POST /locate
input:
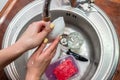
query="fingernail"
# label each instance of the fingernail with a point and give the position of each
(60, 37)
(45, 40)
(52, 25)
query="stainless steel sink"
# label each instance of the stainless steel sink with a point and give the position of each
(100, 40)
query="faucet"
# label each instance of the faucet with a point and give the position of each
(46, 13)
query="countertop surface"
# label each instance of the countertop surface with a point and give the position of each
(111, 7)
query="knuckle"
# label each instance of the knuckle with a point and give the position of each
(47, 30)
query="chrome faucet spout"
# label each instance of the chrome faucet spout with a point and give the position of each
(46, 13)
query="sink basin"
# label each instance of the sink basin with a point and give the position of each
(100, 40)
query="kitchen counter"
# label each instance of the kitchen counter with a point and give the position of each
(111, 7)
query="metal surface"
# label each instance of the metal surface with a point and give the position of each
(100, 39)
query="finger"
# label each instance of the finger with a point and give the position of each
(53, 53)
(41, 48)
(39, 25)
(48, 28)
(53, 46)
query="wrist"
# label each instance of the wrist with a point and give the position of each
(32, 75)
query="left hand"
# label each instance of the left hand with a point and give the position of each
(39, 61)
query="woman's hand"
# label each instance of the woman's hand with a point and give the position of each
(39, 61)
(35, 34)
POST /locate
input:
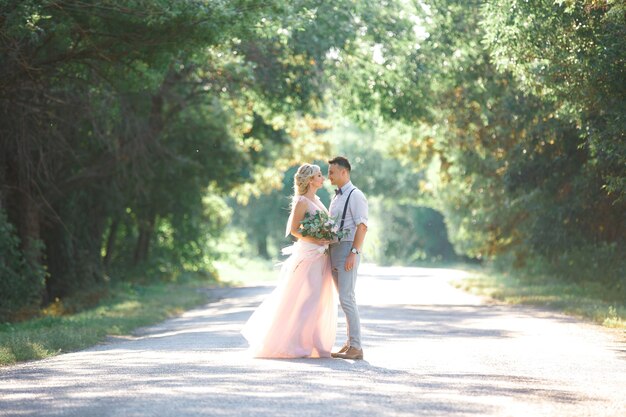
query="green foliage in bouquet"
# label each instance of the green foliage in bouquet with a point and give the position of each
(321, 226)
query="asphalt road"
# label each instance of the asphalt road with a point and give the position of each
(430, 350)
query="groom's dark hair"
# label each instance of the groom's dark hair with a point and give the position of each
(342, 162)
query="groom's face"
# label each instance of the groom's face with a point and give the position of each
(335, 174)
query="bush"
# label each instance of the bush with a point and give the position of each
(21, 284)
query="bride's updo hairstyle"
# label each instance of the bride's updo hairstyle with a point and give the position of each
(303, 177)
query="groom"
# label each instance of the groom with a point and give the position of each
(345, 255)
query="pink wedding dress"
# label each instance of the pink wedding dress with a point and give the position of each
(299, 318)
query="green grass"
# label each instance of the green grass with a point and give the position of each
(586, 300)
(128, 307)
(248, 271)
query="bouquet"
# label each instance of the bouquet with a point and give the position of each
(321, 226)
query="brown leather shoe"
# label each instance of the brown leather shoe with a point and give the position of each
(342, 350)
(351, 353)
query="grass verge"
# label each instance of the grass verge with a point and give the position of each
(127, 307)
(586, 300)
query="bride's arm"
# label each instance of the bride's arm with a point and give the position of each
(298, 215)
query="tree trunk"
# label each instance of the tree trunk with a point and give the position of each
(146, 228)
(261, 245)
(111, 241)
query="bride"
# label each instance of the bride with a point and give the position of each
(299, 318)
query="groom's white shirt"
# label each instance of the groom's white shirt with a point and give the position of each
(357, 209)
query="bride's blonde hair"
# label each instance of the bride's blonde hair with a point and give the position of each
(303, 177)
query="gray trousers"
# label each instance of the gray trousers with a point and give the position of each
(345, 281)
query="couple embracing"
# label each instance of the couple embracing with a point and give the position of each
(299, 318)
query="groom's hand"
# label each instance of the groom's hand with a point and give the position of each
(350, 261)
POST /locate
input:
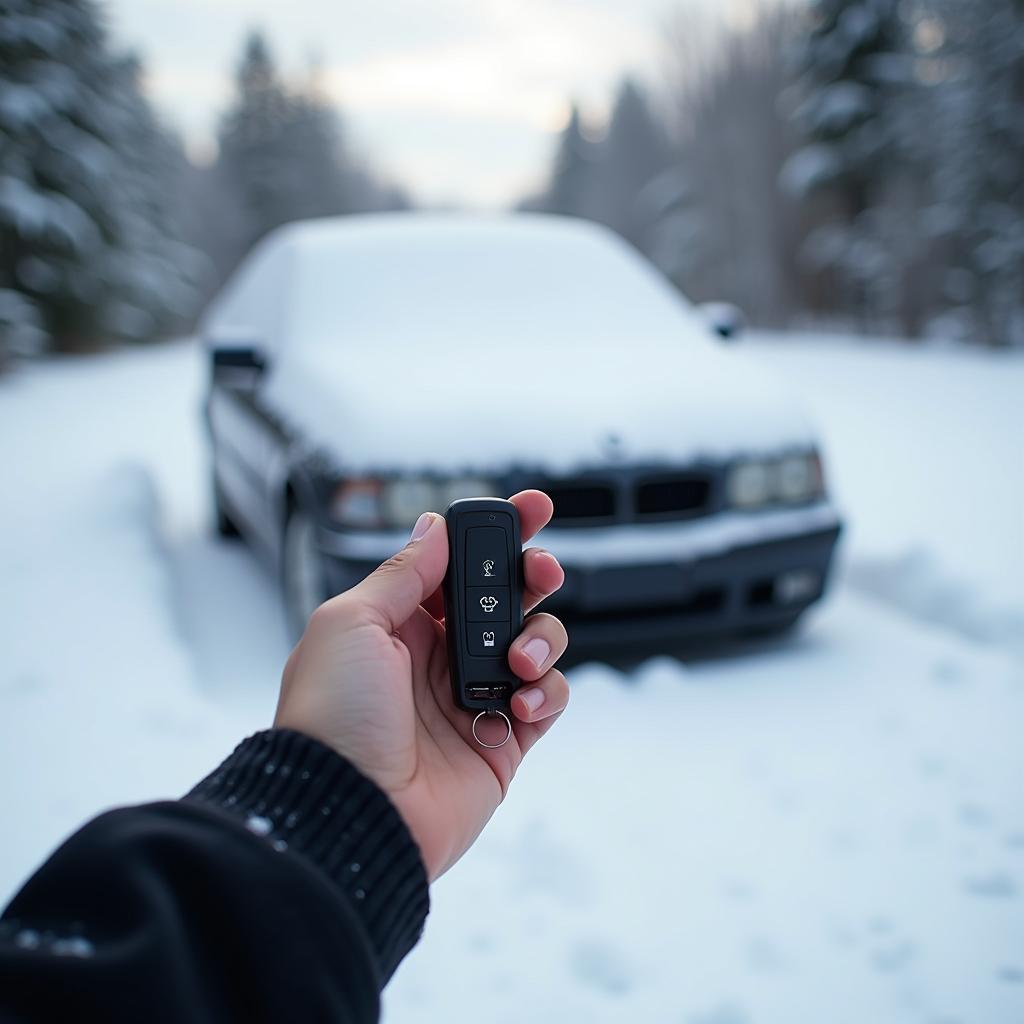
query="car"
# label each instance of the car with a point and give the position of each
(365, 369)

...

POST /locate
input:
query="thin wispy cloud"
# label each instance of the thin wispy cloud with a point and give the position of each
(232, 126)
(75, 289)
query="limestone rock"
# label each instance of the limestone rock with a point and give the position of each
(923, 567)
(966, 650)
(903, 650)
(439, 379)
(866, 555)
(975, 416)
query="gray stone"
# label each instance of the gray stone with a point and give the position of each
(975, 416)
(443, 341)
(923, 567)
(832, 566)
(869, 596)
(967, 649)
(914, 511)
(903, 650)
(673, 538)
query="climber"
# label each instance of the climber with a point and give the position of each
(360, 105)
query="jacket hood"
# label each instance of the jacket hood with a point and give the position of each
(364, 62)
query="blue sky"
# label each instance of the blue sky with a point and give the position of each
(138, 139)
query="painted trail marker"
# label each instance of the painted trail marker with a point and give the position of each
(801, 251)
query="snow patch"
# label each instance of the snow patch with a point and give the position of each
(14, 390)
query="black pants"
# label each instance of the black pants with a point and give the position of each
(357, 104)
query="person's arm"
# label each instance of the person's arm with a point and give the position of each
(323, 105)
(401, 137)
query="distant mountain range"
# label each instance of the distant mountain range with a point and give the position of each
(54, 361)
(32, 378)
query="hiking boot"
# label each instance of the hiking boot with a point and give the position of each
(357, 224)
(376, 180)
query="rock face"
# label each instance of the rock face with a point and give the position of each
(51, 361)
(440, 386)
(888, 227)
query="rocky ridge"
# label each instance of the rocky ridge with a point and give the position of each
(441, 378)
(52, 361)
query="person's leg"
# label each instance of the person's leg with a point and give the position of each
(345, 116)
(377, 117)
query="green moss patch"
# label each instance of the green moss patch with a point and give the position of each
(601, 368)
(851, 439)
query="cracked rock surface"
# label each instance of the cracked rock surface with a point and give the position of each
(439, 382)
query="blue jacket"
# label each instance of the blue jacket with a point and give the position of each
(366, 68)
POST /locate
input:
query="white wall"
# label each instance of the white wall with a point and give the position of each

==

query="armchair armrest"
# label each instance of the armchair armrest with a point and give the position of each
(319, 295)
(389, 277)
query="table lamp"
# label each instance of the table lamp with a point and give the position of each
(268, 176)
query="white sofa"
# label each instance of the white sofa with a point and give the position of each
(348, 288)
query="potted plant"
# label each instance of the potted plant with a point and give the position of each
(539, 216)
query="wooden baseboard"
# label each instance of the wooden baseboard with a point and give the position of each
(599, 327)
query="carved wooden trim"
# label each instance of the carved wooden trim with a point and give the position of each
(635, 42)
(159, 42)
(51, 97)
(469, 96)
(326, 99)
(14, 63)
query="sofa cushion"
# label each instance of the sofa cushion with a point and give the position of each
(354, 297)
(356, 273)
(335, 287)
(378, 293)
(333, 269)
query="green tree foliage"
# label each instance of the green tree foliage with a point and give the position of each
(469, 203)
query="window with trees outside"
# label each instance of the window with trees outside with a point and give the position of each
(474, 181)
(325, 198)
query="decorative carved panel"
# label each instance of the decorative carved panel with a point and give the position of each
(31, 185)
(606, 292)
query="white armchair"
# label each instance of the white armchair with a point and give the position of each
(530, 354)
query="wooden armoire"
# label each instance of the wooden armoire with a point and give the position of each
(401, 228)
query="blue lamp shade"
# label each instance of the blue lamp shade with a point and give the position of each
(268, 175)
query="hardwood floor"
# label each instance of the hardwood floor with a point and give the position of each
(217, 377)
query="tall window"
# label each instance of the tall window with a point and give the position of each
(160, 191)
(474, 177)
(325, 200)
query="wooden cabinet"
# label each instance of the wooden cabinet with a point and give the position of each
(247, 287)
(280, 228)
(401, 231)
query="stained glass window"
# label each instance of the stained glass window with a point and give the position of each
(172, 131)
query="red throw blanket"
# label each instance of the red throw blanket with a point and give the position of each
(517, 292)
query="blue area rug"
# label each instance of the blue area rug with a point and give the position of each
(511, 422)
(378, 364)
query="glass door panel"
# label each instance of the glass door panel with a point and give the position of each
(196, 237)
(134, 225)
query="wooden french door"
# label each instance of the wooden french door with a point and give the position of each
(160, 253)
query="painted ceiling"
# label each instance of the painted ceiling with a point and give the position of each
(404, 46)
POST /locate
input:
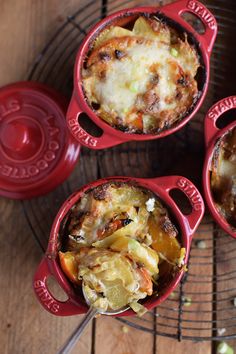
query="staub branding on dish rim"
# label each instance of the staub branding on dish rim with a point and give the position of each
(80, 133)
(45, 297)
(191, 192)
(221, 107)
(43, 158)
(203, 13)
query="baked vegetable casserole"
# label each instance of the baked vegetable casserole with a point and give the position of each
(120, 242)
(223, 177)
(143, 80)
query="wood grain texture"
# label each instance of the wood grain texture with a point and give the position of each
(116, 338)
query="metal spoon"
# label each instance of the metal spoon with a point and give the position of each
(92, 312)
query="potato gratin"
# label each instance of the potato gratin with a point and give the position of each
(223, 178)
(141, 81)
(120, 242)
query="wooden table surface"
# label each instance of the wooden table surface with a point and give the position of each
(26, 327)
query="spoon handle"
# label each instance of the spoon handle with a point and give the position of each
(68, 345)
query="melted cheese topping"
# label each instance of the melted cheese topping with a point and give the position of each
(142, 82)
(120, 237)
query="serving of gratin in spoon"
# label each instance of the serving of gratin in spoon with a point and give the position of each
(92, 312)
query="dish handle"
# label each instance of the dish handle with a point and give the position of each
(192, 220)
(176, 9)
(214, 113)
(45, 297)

- WHAT IS REQUIRED -
Return each line from the entries that contains the word "melted", copied in full.

- TASK OUTPUT -
query="melted cheese topping"
# label each instance of the melted cheese topping with a point and give the position of each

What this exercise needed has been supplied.